**TEXT BLOCK**
►
FILE: Microphone cables dangle over a logo of Transparency International (TI) during a press conference in Berlin on September 23, 2008, upon the release of TI's Corruption Perceptions Index for that year.
FILE: Microphone cables dangle over a logo of Transparency International (TI) during a press conference in Berlin on September 23, 2008, upon the release of TI's Corruption Perceptions Index for that year.

Berlin-based good governance NGO Transparency International has just released its 2022 "Corruptions Perceptions Index" listing countries in order of their apparent corruption. A regional average score of 32 out of 100 marks another year of stagnation for Sub-Saharan Africa. Forty-four of the 49 SSA countries assessed are below the 50-mark, with gains made by a few such countries outweighed by significant declines in others.

Transparency International says democracy and development in the nations of sub-Saharan Africa were hit in 2022 by a series of challenges: security upheavals in some countries, the COVID-19 pandemic nearly everywhere, and climate change ranging from floods to droughts.

TI says that as a result, little positive movement in fighting corruption and promoting accountable democracy were achieved below the Sahara last year.

The NGO says security challenges and conflict not only undermined the fight, but also, triggered new rounds of political repression in a number of troubled nations.
◄
**ASSIGNMENT**
Transcribe the full text about Transparency International's 2022 Corruption Perceptions Index word for word, from its first line to its last.

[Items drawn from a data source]
►
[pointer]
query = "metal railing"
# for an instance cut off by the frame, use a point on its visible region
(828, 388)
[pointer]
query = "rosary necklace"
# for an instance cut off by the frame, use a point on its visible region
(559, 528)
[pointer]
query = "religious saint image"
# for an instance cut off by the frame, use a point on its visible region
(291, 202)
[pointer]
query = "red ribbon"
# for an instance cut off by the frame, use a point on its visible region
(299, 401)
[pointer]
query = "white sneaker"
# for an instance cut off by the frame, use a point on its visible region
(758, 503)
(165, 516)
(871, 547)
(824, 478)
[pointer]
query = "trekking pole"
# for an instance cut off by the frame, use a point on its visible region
◄
**EXERCISE RESPONSE**
FILE: Microphone cables dangle over a logo of Transparency International (TI) during a press conference in Berlin on September 23, 2008, upon the release of TI's Corruption Perceptions Index for that year.
FILE: Microphone cables dangle over a logo of Transparency International (TI) during a press conference in Berlin on September 23, 2008, upon the release of TI's Corruption Perceptions Index for that year.

Berlin-based good governance NGO Transparency International has just released its 2022 "Corruptions Perceptions Index" listing countries in order of their apparent corruption. A regional average score of 32 out of 100 marks another year of stagnation for Sub-Saharan Africa. Forty-four of the 49 SSA countries assessed are below the 50-mark, with gains made by a few such countries outweighed by significant declines in others.

Transparency International says democracy and development in the nations of sub-Saharan Africa were hit in 2022 by a series of challenges: security upheavals in some countries, the COVID-19 pandemic nearly everywhere, and climate change ranging from floods to droughts.

TI says that as a result, little positive movement in fighting corruption and promoting accountable democracy were achieved below the Sahara last year.

The NGO says security challenges and conflict not only undermined the fight, but also, triggered new rounds of political repression in a number of troubled nations.